■ Problem to work on ■
Convert every line of the items into a JSON list of strings, one string per line, with blank lines dropped. Leave the pictures out of the answer.
━━━━━━
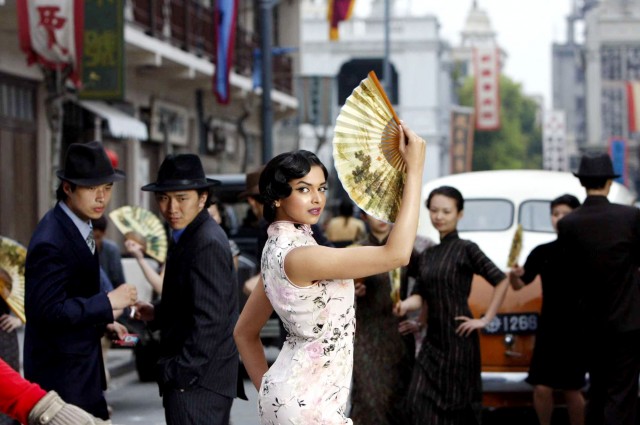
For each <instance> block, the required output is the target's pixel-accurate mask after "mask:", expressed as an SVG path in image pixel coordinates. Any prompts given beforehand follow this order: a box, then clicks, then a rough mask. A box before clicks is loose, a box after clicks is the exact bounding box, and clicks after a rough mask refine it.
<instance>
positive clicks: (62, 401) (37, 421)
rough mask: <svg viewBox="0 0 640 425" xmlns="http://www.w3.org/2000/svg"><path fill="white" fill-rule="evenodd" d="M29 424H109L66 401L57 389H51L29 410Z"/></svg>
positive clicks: (33, 424) (84, 424)
mask: <svg viewBox="0 0 640 425" xmlns="http://www.w3.org/2000/svg"><path fill="white" fill-rule="evenodd" d="M28 420H29V422H28V425H45V424H48V425H109V424H111V421H104V420H102V419H98V418H96V417H94V416H92V415H90V414H89V413H87V412H85V411H84V410H82V409H81V408H79V407H77V406H74V405H73V404H68V403H65V402H64V400H62V399H61V398H60V396H59V395H58V394H57V393H56V392H55V391H49V392H48V393H47V394H46V395H45V396H44V397H42V398H41V399H40V401H39V402H38V403H36V405H35V406H33V409H31V412H29V418H28Z"/></svg>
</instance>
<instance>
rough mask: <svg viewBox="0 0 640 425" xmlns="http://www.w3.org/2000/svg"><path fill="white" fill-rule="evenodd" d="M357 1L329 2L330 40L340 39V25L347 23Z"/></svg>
mask: <svg viewBox="0 0 640 425" xmlns="http://www.w3.org/2000/svg"><path fill="white" fill-rule="evenodd" d="M355 2H356V1H355V0H329V13H328V14H327V19H328V20H329V24H330V28H329V40H337V39H338V38H339V32H338V23H340V22H342V21H346V20H347V19H349V18H350V17H351V13H352V12H353V5H354V4H355Z"/></svg>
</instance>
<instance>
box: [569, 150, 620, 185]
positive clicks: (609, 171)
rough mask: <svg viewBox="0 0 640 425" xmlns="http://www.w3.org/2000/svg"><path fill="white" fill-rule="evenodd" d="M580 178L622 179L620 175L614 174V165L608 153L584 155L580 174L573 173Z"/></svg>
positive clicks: (581, 166) (579, 168)
mask: <svg viewBox="0 0 640 425" xmlns="http://www.w3.org/2000/svg"><path fill="white" fill-rule="evenodd" d="M573 175H574V176H576V177H578V178H589V177H592V178H594V177H595V178H607V179H615V178H617V177H620V175H619V174H615V173H614V172H613V163H612V162H611V158H610V157H609V155H607V154H606V153H600V154H595V155H583V156H582V159H581V160H580V166H579V167H578V172H577V173H573Z"/></svg>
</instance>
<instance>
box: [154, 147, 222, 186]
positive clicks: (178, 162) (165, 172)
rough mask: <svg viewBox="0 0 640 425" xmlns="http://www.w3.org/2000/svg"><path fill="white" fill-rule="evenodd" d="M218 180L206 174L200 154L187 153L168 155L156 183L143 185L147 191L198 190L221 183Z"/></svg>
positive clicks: (216, 184)
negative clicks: (208, 177)
mask: <svg viewBox="0 0 640 425" xmlns="http://www.w3.org/2000/svg"><path fill="white" fill-rule="evenodd" d="M219 184H220V182H219V181H218V180H213V179H208V178H207V177H206V176H205V175H204V169H203V168H202V162H200V158H199V157H198V155H194V154H192V153H185V154H179V155H168V156H167V157H166V158H165V159H164V161H162V164H161V165H160V169H159V170H158V179H157V180H156V182H155V183H149V184H148V185H145V186H142V190H145V191H147V192H175V191H178V190H194V189H195V190H198V189H204V188H207V187H211V186H216V185H219Z"/></svg>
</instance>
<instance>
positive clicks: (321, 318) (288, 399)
mask: <svg viewBox="0 0 640 425" xmlns="http://www.w3.org/2000/svg"><path fill="white" fill-rule="evenodd" d="M268 234H269V239H268V240H267V244H266V246H265V249H264V252H263V254H262V278H263V280H264V287H265V292H266V294H267V297H268V298H269V300H270V301H271V304H272V306H273V308H274V310H275V311H276V313H277V314H278V315H279V316H280V318H281V319H282V322H283V323H284V327H285V329H286V330H287V339H286V341H285V343H284V346H283V347H282V350H281V351H280V354H279V355H278V358H277V359H276V361H275V363H274V364H273V366H271V368H270V369H269V370H268V371H267V373H266V374H265V375H264V376H263V378H262V385H261V386H260V391H259V396H258V410H259V413H260V423H262V424H269V425H276V424H292V425H334V424H352V422H351V420H350V419H348V418H346V417H345V416H344V409H345V407H346V404H347V400H348V397H349V390H350V385H351V371H352V366H353V338H354V333H355V309H354V286H353V280H350V279H349V280H321V281H317V282H315V283H314V284H313V285H311V286H308V287H299V286H296V285H295V284H293V283H292V282H291V281H289V279H288V278H287V276H286V274H285V272H284V259H285V257H286V256H287V254H288V253H289V252H291V250H292V249H294V248H297V247H301V246H308V245H316V242H315V240H314V239H313V237H312V232H311V227H310V226H308V225H304V224H296V223H291V222H284V221H278V222H275V223H273V224H271V226H269V230H268ZM318 261H321V259H318Z"/></svg>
━━━━━━
■ Worked solution ■
[
  "For each <instance> block, the required output is the target's pixel-accurate mask after \"mask:\", expressed as an SVG path in image pixel coordinates. Any prompts given beforehand follow this order: a box, then clicks, then a rough mask. A box before clicks is loose, a box after clicks is the exact bounding box, and clicks after a rough mask refine it.",
  "<instance>",
  "positive clicks: (62, 401) (37, 421)",
  "rough mask: <svg viewBox=\"0 0 640 425\" xmlns=\"http://www.w3.org/2000/svg\"><path fill=\"white\" fill-rule=\"evenodd\" d=\"M29 424H109L66 401L57 389H51L29 410Z\"/></svg>",
  "positive clicks: (33, 424) (84, 424)",
  "mask: <svg viewBox=\"0 0 640 425\" xmlns=\"http://www.w3.org/2000/svg\"><path fill=\"white\" fill-rule=\"evenodd\" d=\"M28 420H29V422H28V425H45V424H48V425H109V424H111V421H104V420H102V419H98V418H96V417H94V416H92V415H90V414H89V413H87V412H85V411H84V410H82V409H81V408H79V407H77V406H74V405H73V404H68V403H65V402H64V400H62V399H61V398H60V396H59V395H58V394H57V393H56V392H55V391H49V392H48V393H47V394H46V395H45V396H44V397H42V398H41V399H40V401H39V402H38V403H36V405H35V406H33V409H31V412H29V418H28Z\"/></svg>",
  "</instance>",
  "<instance>",
  "rough mask: <svg viewBox=\"0 0 640 425\" xmlns=\"http://www.w3.org/2000/svg\"><path fill=\"white\" fill-rule=\"evenodd\" d=\"M357 1L329 2L330 40L340 39V25L347 23Z\"/></svg>",
  "mask: <svg viewBox=\"0 0 640 425\" xmlns=\"http://www.w3.org/2000/svg\"><path fill=\"white\" fill-rule=\"evenodd\" d=\"M355 2H356V1H355V0H329V13H328V14H327V19H328V20H329V24H330V28H329V40H337V39H338V38H339V32H338V23H340V22H342V21H346V20H347V19H349V18H350V17H351V13H352V12H353V5H354V4H355Z\"/></svg>",
  "</instance>",
  "<instance>",
  "box: [569, 150, 620, 185]",
  "positive clicks: (609, 171)",
  "rough mask: <svg viewBox=\"0 0 640 425\" xmlns=\"http://www.w3.org/2000/svg\"><path fill=\"white\" fill-rule=\"evenodd\" d=\"M580 178L622 179L620 175L614 174V165L608 153L584 155L580 174L573 173Z\"/></svg>",
  "positive clicks: (581, 166) (579, 168)",
  "mask: <svg viewBox=\"0 0 640 425\" xmlns=\"http://www.w3.org/2000/svg\"><path fill=\"white\" fill-rule=\"evenodd\" d=\"M573 175H574V176H576V177H578V178H589V177H592V178H594V177H595V178H607V179H615V178H617V177H620V175H619V174H615V173H614V172H613V163H612V162H611V158H610V157H609V155H607V154H606V153H600V154H595V155H583V156H582V159H581V160H580V166H579V167H578V172H577V173H573Z\"/></svg>",
  "</instance>",
  "<instance>",
  "box: [154, 147, 222, 186]",
  "positive clicks: (178, 162) (165, 172)",
  "rough mask: <svg viewBox=\"0 0 640 425\" xmlns=\"http://www.w3.org/2000/svg\"><path fill=\"white\" fill-rule=\"evenodd\" d=\"M218 180L206 174L200 154L187 153L168 155L156 183L143 185L147 191L198 190L221 183Z\"/></svg>",
  "positive clicks: (216, 184)",
  "negative clicks: (208, 177)",
  "mask: <svg viewBox=\"0 0 640 425\" xmlns=\"http://www.w3.org/2000/svg\"><path fill=\"white\" fill-rule=\"evenodd\" d=\"M219 184H220V182H219V181H218V180H213V179H208V178H207V177H206V176H205V175H204V169H203V168H202V162H200V158H199V157H198V155H194V154H192V153H185V154H179V155H168V156H167V157H166V158H165V159H164V161H162V164H161V165H160V169H159V170H158V179H157V180H156V182H155V183H149V184H148V185H145V186H142V190H145V191H147V192H175V191H178V190H194V189H195V190H198V189H204V188H207V187H211V186H216V185H219Z\"/></svg>",
  "</instance>",
  "<instance>",
  "positive clicks: (321, 318) (288, 399)",
  "mask: <svg viewBox=\"0 0 640 425\" xmlns=\"http://www.w3.org/2000/svg\"><path fill=\"white\" fill-rule=\"evenodd\" d=\"M268 234H269V239H268V240H267V244H266V246H265V249H264V252H263V254H262V278H263V280H264V287H265V292H266V294H267V297H268V298H269V300H270V301H271V304H272V306H273V308H274V310H275V311H276V313H277V314H278V315H279V316H280V318H281V319H282V322H283V323H284V327H285V329H286V330H287V339H286V341H285V343H284V346H283V347H282V350H281V351H280V354H279V355H278V358H277V359H276V361H275V363H274V364H273V366H271V368H270V369H269V370H268V371H267V373H266V374H265V375H264V376H263V378H262V385H261V386H260V391H259V396H258V410H259V413H260V423H262V424H269V425H276V424H292V425H334V424H352V422H351V420H350V419H348V418H346V417H345V416H344V409H345V407H346V404H347V400H348V397H349V390H350V385H351V371H352V366H353V338H354V333H355V309H354V286H353V280H350V279H349V280H321V281H317V282H315V283H314V284H313V285H311V286H308V287H299V286H296V285H295V284H293V283H292V282H291V281H289V279H288V278H287V276H286V274H285V272H284V259H285V257H286V256H287V254H288V253H289V252H291V250H292V249H294V248H297V247H301V246H308V245H316V242H315V240H314V239H313V237H312V232H311V227H310V226H308V225H304V224H296V223H291V222H284V221H278V222H275V223H273V224H271V226H269V230H268ZM318 261H321V259H318Z\"/></svg>"
]